### TASK GOAL
Repeat the entries exactly but omit the pictures.

### Natural language region descriptions
= Beginning of Section =
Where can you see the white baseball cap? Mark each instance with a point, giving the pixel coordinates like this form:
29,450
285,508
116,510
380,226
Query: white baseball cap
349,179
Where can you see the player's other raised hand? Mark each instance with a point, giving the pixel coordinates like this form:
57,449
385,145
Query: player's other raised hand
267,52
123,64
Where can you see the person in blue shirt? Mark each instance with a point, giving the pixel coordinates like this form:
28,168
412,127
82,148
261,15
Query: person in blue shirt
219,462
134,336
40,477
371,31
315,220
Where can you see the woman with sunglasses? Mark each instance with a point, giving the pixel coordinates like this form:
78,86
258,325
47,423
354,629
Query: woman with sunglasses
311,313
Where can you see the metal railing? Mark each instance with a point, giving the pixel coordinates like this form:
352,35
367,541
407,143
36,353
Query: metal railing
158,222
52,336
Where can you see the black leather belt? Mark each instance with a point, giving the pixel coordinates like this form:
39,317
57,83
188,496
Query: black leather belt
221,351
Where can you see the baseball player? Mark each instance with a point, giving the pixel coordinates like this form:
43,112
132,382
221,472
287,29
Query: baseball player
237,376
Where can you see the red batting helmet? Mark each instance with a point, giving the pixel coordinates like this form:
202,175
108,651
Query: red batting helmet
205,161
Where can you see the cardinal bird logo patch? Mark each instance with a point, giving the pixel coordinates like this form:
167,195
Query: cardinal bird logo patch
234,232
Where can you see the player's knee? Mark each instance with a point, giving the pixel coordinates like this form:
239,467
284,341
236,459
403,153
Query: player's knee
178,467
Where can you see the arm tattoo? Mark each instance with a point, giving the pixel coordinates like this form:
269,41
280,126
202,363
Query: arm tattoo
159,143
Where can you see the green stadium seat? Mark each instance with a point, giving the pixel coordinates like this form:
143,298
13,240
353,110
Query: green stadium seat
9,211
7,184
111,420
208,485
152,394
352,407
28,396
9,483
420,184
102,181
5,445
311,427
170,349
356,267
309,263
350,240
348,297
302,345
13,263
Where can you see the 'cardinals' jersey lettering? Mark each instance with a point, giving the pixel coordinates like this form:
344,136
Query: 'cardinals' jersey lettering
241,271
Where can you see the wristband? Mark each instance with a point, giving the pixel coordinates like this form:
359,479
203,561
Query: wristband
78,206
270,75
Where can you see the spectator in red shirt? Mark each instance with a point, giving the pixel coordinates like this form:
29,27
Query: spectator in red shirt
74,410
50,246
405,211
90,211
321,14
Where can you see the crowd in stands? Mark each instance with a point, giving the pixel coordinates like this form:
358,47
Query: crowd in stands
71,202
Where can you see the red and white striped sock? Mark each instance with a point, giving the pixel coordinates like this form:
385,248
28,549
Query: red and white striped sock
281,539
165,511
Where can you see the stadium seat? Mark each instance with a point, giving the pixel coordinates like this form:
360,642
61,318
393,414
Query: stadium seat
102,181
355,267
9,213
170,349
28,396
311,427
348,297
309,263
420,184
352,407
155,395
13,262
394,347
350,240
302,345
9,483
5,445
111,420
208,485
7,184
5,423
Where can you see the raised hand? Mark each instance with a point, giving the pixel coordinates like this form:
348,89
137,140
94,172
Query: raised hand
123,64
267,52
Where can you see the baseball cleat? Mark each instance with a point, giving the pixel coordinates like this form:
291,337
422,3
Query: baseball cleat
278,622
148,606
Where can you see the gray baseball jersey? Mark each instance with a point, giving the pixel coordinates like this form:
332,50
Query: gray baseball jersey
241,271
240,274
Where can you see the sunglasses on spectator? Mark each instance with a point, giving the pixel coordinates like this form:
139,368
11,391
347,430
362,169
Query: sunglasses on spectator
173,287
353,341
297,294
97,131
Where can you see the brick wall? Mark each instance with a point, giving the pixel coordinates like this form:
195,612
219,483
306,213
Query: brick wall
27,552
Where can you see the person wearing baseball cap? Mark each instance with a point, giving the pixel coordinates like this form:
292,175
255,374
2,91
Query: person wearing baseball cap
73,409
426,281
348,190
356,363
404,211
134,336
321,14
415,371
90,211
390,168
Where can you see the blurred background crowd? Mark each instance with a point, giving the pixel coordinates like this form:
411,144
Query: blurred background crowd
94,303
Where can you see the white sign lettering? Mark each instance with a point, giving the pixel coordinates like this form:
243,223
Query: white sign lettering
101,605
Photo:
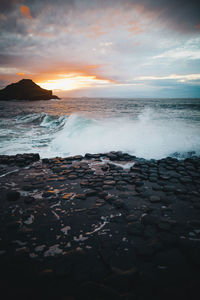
= End of Section =
### RESPONSE TO THE TASK
Where can you see the white baseball cap? Mark each instance with a point, giving the pixel coordinates like this form:
29,450
285,508
116,510
380,226
Query: white baseball cap
349,179
Where can you see the player's other raised hand? Mark each instance with a point, giving the pixel coordinates like this form:
57,449
385,145
Query: player's other raised hand
267,52
123,64
Where can you see the person in blue shirt? Mark each instance with a point, giving the pixel coordinates like this form:
28,168
412,127
82,148
261,15
Query: person in blue shirt
219,462
134,336
40,477
371,31
315,220
Where can you see the woman with sunglasses? Mark each instance with a point, giving the pixel coordinates like this form:
78,86
258,325
47,423
354,629
Query: woman with sunglasses
311,313
Where can you see the metal railing? Mark each instance with a point, giving the pixel coordinates like this form:
352,35
367,541
407,143
36,353
Query: metal railing
158,222
52,336
Where can you see the black leather belt? Mark each instance with a point, giving the pixel coordinates like this form:
39,317
57,83
188,496
Query: black leather belt
221,351
Where can you see the baseball player? Mark each instance with a point, giving the pixel coordinates like this form:
43,112
132,382
221,472
287,29
Query: baseball player
237,376
Where can you see the red batting helmet? Mark each instance with a point, giving the pixel coordinates like this form:
202,175
108,651
Query: red batting helmet
205,161
Where can you see the cardinal bird logo patch? Mark each instance with a point, giving the pixel coordinates like this form:
167,195
Query: cardinal bird logo patch
234,232
Where can you see the player's knee? Mark each instance with a point, giving the pixel coordinates like this form:
239,467
284,341
236,459
403,153
Query: player's knee
178,467
Where can you see the arm tattoo? Mark each instance with a point, giving the pixel coordinates like this form:
269,41
280,126
202,363
Query: arm tattoo
159,143
Where can you see the green stadium seat? Mark each instance with a point, giving the pixel coordinates like this form:
143,298
13,240
353,110
Query: green stadium seat
9,211
7,184
111,420
208,485
152,394
352,407
28,396
9,483
420,184
102,181
5,445
311,427
170,349
356,267
309,263
350,240
348,297
302,345
13,263
Where can you see the 'cardinals' jersey lettering? Mark each instance with a point, giving the pixel coordinates like this form:
344,136
Query: 'cardinals' jersey lettering
241,271
Where can you see the wristband? Mark each instance with a point, giving the pixel coordinates like this form:
359,479
203,561
Query: wristband
78,206
270,75
Where can you see the spectator in red shirt? Mark each instance with a point, giving the pixel coordinates like this form:
29,27
Query: spectator in red shirt
74,410
50,246
405,211
90,211
321,14
Where can you see the crowd in stands? Mark each instance with a point, giving the pixel coordinates like this form:
358,47
Query: crowd in stands
71,202
Where can you see the red and white striped sock? Mark each instance with a point, giving the pixel coordinates like this form:
385,248
28,549
Query: red and white striped sock
281,539
165,511
Where can you see the stadium seat? Mark each instance with a point, giving the pixel coordinates like this form:
360,642
61,318
393,414
Query: stadium seat
102,181
355,267
9,213
170,349
28,396
311,427
348,297
309,263
420,184
352,407
155,395
13,262
394,347
350,240
302,345
9,483
5,445
111,420
208,485
7,184
5,423
Where can you see the raised hand? Mark each instance with a point, giving the pixel coordinates like this form:
348,89
137,140
94,172
Query: raised hand
123,64
267,52
Where can you see the baseball cleat? Mark each instance with a point, giving the pixel coordinates like this form:
291,337
422,3
Query: baseball cleat
278,622
148,606
Where can you see the gray baseball jersey? Mark each instance with a point, giving the pixel coordinates like this form:
332,50
Query: gray baseball jersey
241,271
240,274
Where can you see the sunglasses on spectator? Mark each instance with a point, giving the pixel coordinates like this form:
139,368
11,391
347,430
362,169
Query: sunglasses on spectator
173,287
353,341
297,294
97,131
Where can you see the brick wall? Mark each instance with a point, giving the pixel coordinates like this form:
195,612
219,483
306,213
Query: brick wall
27,552
Where can you see the person wearing baseball cap? Mark each instance with a point, giving the pixel coordinates like this form:
292,175
255,374
2,91
Query: person wearing baseball cap
73,409
426,281
348,190
356,363
404,211
134,336
321,14
415,371
90,211
390,168
Where can you see the blurred background crowd? Mark each instance with a point, giving the pixel coordinates like this form:
411,144
Query: blurred background crowd
94,303
Where can you see the white sign lettering? Mark each instance with a point, giving the pixel coordinates like this form:
243,223
Query: white sign lettering
101,605
Photo:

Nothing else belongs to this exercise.